■ Task item
Could you repeat every record below exactly, leaving out the pictures?

Records from a dataset
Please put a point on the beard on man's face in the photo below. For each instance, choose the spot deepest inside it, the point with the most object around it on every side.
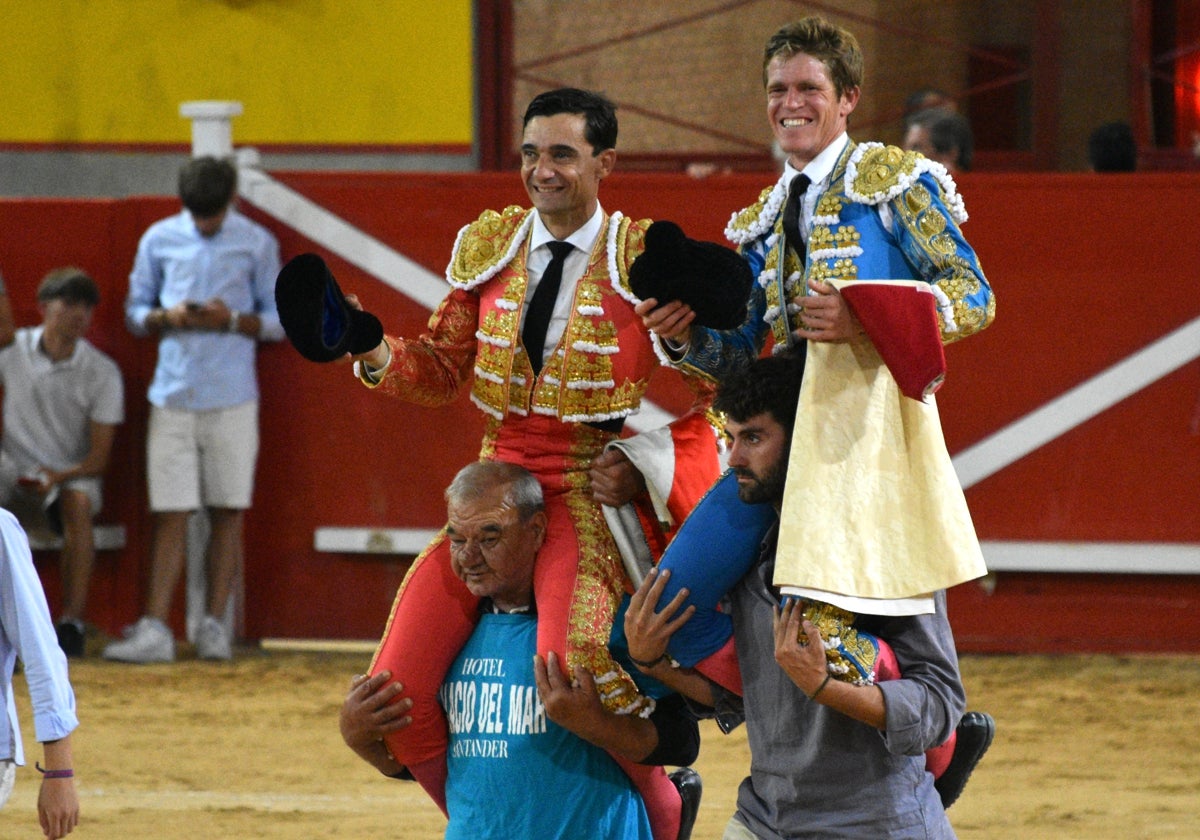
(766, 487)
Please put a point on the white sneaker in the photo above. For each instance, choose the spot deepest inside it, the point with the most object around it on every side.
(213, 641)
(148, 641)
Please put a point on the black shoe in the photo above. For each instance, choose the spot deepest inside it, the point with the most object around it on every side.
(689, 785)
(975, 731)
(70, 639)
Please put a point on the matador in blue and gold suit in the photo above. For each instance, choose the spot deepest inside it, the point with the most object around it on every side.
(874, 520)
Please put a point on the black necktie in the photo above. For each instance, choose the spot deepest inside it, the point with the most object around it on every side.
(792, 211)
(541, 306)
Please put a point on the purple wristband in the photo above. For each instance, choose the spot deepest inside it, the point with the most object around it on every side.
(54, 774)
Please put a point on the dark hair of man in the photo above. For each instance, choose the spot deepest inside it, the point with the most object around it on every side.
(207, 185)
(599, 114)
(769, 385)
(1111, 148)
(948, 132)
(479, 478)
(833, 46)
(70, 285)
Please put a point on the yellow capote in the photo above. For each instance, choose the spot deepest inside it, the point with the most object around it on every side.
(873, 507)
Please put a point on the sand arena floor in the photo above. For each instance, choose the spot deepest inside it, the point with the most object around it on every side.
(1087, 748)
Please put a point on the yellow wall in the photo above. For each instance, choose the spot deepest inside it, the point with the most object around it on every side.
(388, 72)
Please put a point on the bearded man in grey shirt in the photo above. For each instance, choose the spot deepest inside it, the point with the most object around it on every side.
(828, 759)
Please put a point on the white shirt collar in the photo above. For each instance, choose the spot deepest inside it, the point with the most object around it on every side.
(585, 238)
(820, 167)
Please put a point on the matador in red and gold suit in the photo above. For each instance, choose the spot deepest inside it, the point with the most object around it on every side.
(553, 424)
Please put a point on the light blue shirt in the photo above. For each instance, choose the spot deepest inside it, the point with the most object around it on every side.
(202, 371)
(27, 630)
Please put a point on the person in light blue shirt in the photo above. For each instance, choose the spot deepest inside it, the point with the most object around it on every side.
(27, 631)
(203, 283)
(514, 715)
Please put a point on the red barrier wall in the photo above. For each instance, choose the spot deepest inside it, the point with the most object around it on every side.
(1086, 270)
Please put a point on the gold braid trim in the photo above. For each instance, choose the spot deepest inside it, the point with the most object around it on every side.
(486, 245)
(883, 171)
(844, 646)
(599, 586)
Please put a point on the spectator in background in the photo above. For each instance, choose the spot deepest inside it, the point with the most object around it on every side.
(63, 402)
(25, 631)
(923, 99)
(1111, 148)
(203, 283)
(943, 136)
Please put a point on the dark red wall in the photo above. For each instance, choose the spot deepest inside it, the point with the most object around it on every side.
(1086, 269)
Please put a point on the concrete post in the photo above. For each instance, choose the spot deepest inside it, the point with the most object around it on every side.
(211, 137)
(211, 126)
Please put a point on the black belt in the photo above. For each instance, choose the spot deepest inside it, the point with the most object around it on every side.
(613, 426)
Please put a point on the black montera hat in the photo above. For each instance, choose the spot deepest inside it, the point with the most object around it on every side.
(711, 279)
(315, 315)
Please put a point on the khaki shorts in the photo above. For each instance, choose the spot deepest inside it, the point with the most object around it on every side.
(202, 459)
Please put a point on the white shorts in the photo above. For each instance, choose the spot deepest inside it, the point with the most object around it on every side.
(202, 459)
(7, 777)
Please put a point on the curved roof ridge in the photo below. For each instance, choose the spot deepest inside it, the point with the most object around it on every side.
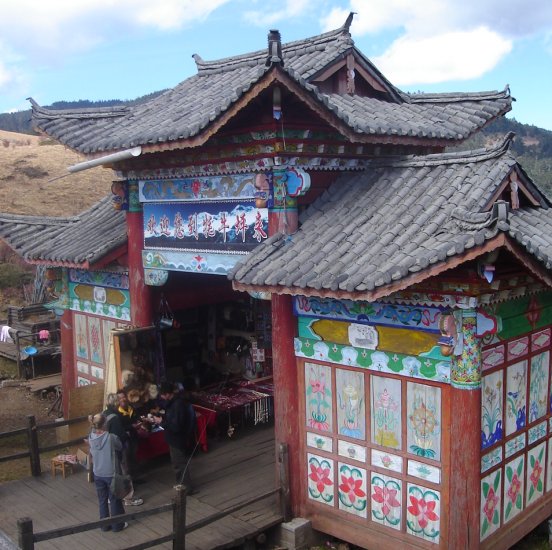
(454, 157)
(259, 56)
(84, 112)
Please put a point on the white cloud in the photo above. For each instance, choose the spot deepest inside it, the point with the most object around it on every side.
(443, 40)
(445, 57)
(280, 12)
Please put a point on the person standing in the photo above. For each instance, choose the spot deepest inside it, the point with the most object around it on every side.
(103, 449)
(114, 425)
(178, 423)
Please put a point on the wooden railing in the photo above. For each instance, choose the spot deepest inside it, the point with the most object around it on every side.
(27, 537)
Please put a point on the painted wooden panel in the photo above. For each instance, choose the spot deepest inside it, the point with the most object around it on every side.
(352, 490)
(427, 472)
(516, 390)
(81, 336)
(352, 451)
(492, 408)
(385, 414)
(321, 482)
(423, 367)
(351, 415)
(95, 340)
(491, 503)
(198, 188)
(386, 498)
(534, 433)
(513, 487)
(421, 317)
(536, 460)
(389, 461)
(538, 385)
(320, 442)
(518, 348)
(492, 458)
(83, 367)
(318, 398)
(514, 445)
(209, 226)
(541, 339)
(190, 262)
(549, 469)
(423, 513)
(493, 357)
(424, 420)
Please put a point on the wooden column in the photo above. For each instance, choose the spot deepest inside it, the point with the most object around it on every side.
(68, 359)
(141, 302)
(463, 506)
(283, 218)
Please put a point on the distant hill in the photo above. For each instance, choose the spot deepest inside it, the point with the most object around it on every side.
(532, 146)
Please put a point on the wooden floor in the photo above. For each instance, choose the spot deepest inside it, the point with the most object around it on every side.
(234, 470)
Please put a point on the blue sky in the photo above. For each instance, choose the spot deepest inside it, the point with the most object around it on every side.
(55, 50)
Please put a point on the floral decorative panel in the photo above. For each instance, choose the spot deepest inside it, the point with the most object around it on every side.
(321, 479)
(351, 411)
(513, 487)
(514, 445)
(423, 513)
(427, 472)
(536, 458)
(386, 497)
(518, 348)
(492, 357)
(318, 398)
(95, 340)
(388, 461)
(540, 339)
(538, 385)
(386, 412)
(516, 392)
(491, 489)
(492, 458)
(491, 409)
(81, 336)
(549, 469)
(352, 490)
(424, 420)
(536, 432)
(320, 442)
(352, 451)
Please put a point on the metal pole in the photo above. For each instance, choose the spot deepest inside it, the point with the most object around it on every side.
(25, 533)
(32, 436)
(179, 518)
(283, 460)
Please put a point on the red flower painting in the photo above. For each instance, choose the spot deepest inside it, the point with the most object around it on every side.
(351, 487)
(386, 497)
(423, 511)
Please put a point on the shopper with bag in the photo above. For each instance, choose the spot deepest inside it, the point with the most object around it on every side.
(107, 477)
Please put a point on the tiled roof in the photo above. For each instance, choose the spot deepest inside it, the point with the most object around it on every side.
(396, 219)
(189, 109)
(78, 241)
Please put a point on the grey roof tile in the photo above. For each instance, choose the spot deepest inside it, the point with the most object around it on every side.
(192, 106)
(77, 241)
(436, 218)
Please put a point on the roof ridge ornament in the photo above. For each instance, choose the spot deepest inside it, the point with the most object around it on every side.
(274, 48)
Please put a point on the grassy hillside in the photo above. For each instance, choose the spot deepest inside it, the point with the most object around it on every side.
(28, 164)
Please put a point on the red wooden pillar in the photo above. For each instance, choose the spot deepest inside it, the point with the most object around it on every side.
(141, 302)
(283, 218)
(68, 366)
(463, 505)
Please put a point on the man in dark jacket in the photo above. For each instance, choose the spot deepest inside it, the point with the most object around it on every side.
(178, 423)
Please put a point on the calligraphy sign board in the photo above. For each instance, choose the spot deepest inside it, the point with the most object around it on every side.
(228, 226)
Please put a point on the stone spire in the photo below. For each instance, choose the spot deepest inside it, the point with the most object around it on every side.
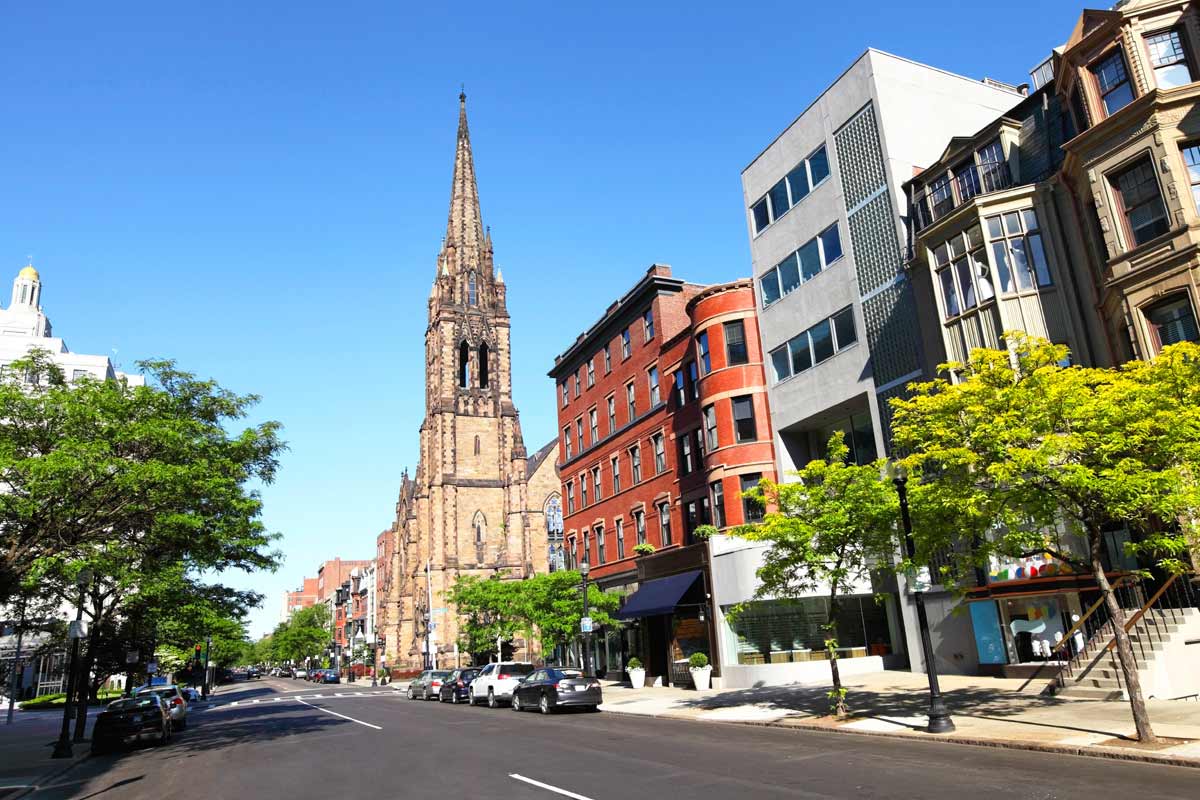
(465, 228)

■ Exercise output
Please put a point on the beard on man's face in the photo below. For each instance, choose the spot deepest inside it, the point with the most object around it on every side.
(766, 487)
Please put a point on the white sneaker in the photo above. For each instance, choose the spot deepest inside it, the point with the most object around it on every side.
(213, 641)
(148, 641)
Please put a point on the black shoe in the photo above. For each instance, choose the spot deepest inside it, the point with the most object around it on every side.
(689, 785)
(975, 731)
(70, 639)
Please put a point on the matador in blue and gold suit in the photo above. For each instance, choose the spot deepest inside it, the point with the most object around it on every side.
(874, 520)
Please put a point on the black necktie in the photo above. For each instance, choose the spot deepest inside it, the point with the most object around it on every side.
(792, 211)
(541, 306)
Please put a point on the purple wristband in the photo above. For each instance, choose the spot deepest inside it, the point with the most object around it on every side.
(54, 774)
Please put a point on the dark hair of man in the photo above. For each instance, choose the spot deepest inside it, the point with the most object around it on every side.
(207, 185)
(599, 114)
(769, 385)
(1111, 148)
(948, 132)
(479, 478)
(833, 46)
(70, 285)
Please put a point on the yellow capote in the photo above. For each instance, choose the spot deepest inside it, the point with the most object around it on every side.
(873, 507)
Please put a point on the sand arena floor in the photo above. For each instance, choose the spot deepest inside it, the point with the most object around it on every side.
(1087, 748)
Please put a point on the yellow wall in the photo above. For each instance, choose the spot deepest inside it, the point with the most object around it on every side.
(388, 72)
Please put a point on the bearded man in grey shirt in the photo above. For each instance, choose the spot deepest inside it, the point with the most object around it on every side.
(828, 759)
Please put a point on the white shirt collar in the photo above. For each instance, choose the spot deepest inside it, the point with the most object around it on every side.
(585, 238)
(820, 167)
Please put a point on the matador in red and gold suit in the photo above. For each instance, choose the spot deepest inside it, the point with the most object around it on every side.
(553, 424)
Please put a point on the light blue shirt in the photo above. For each instance, choose the spot deepest inside it, the point with the most object around it on every side.
(202, 371)
(27, 630)
Please put a point on the person in light blue shirt in the photo above. For each instance, choose the spot deepest inside it, the point with the most object around it on every side.
(27, 631)
(203, 283)
(514, 715)
Please put a point on the red barrier wall in the photo above. For each instance, choose the spot deepest inside it, the point with the most object around it on every side.
(1086, 270)
Please put a point on the gold braid trim in the photo above. For each instance, choose the spot deepest inside it, the point with the most object around it on every side.
(486, 245)
(883, 171)
(844, 646)
(599, 586)
Please put a point on the spectator in background in the photo above. For each instance, choose the spot deepest inside it, the point with the most object around it on every side.
(63, 402)
(25, 631)
(923, 99)
(1111, 148)
(203, 283)
(943, 136)
Please put a point on the dark red wall in the photo above. For each instance, choose the spot deepest inside it, the point with the most object around it on every side.
(1086, 269)
Please put a point on the concrete post in the photo above. For each instance, choose the spot deepest inside it, the point with the most object around it on every side.
(211, 137)
(211, 126)
Please put a point on the black belt in the photo above. For each instance, choose the spot deepest inside it, the point with the most object around it on every side.
(613, 426)
Please put a point on the black montera hat in the photo above. For each instance, choose the spot deepest inside it, the point with the most object around it on every side.
(711, 279)
(315, 315)
Please put a point on the khaki shorts in the photo above. For each instance, choose the spot deepest inside it, the point with the most object around it on every side.
(202, 459)
Please put a point on the white shorts in the photo above. For each instance, choose the spot deepest inside it, the point with the most object around it on every side.
(202, 459)
(7, 777)
Please put a point on the curved roof ridge in the photo below. For each instance, choose the spot deepest inside it, the point with the most object around it on every side.
(454, 157)
(259, 56)
(84, 112)
Please put a point on the white cloud in the photo above. For each instance, choose the spot deepest inside it, the point with the most object around it on every side.
(443, 40)
(445, 57)
(280, 12)
Please put a point on the person standing in the photo above. For each instance, choose the spot deepest inside it, the point with the most object around it on every side.
(103, 449)
(114, 425)
(178, 423)
Please put a point on the wooden railing in the photo above. For each instance, choose the spot deepest inside it, the point with the most object around it on every side.
(27, 537)
Please put a point on the painted wooden panel in the photo above. For each instance, choose the spot deepest inside it, the point with the most object around it on every side.
(352, 490)
(427, 472)
(516, 390)
(81, 336)
(352, 451)
(492, 408)
(385, 414)
(321, 482)
(423, 367)
(351, 415)
(95, 340)
(491, 503)
(198, 188)
(386, 498)
(534, 433)
(513, 487)
(421, 317)
(536, 460)
(389, 461)
(538, 385)
(320, 442)
(518, 348)
(492, 458)
(83, 367)
(318, 398)
(514, 445)
(209, 226)
(541, 339)
(190, 262)
(549, 469)
(423, 513)
(493, 357)
(424, 420)
Please put a point on the wooden column in the photo above. For each instance, choose the spot deepest inside it, the point with the most object around it on every side.
(68, 359)
(141, 302)
(463, 506)
(283, 218)
Please put a point on the distant hill in the photo above. For each instance, choose the spot deepest inside it, the point with the most object around it on every side.
(532, 146)
Please put a point on the wooden floor in the photo above. For each instance, choose the spot deepest inside it, the point with the most object around it on every side.
(234, 470)
Please put a point on the blue sky in the photo above. For each instance, choose the spot deepest inside it, the point with the most object around it on every side.
(55, 50)
Please put a point on the floral decorative panel in the photo above. For each instance, choose the spot deepest inside it, the point with the most object around it on every side.
(321, 479)
(351, 411)
(513, 487)
(514, 445)
(423, 513)
(427, 472)
(536, 458)
(386, 497)
(518, 348)
(492, 357)
(318, 398)
(95, 340)
(388, 461)
(540, 339)
(538, 385)
(386, 412)
(516, 392)
(491, 489)
(492, 458)
(491, 409)
(81, 336)
(549, 469)
(352, 490)
(424, 420)
(536, 432)
(320, 442)
(352, 451)
Please put a point on the metal pole in the photo above. For each instance, choose the spot deepest inside it, the point with the most object around it on every side.
(25, 533)
(32, 436)
(179, 518)
(283, 460)
Please put a point on the red flower painting in the photo above. For each instance, choose the spot deepest inside it, the point with the most object around it on every side.
(351, 487)
(386, 497)
(423, 511)
Please put a point on the shopper with bag in the photo above. For each instance, choose the spot deepest inside it, the point with the most object around it on every side.
(107, 477)
Please put a point on the tiled roof in the photo above. For each instance, choose the spot deepest inside it, the point with the most object around it on every side.
(396, 219)
(189, 109)
(78, 241)
Please put a point on the grey roof tile in the photo above. For each instance, choose the spot deepest inside it, the point with the most object around it on every side.
(192, 106)
(77, 241)
(436, 218)
Please put a point on the roof ridge ornament in the photo above. For each instance, choose the spot deepest inside it, the point with the most object around it on every side.
(274, 48)
Please put a point on the grassy hillside in the photo above. For each instance, choose the spot deepest inside it, the point with the most object around it on every side.
(28, 164)
Please put a point on the red wooden pillar in the photo above. For each instance, choose the spot deepest inside it, the point with the most object around it on every side.
(141, 302)
(283, 218)
(68, 366)
(463, 505)
Please put a point on the man in dark jacket in the photo above. For each instance, choose the spot deepest inside it, the point with the most object around it on every side.
(178, 423)
Please put a point on the calligraphy sign board in the photo above. For each instance, choose the spot deepest inside it, the point with the most object around it on every side.
(228, 226)
Please put a point on the stone spire in the photo below. For each instance, choose the spot deepest inside it, the point with the most object around it on every side.
(465, 228)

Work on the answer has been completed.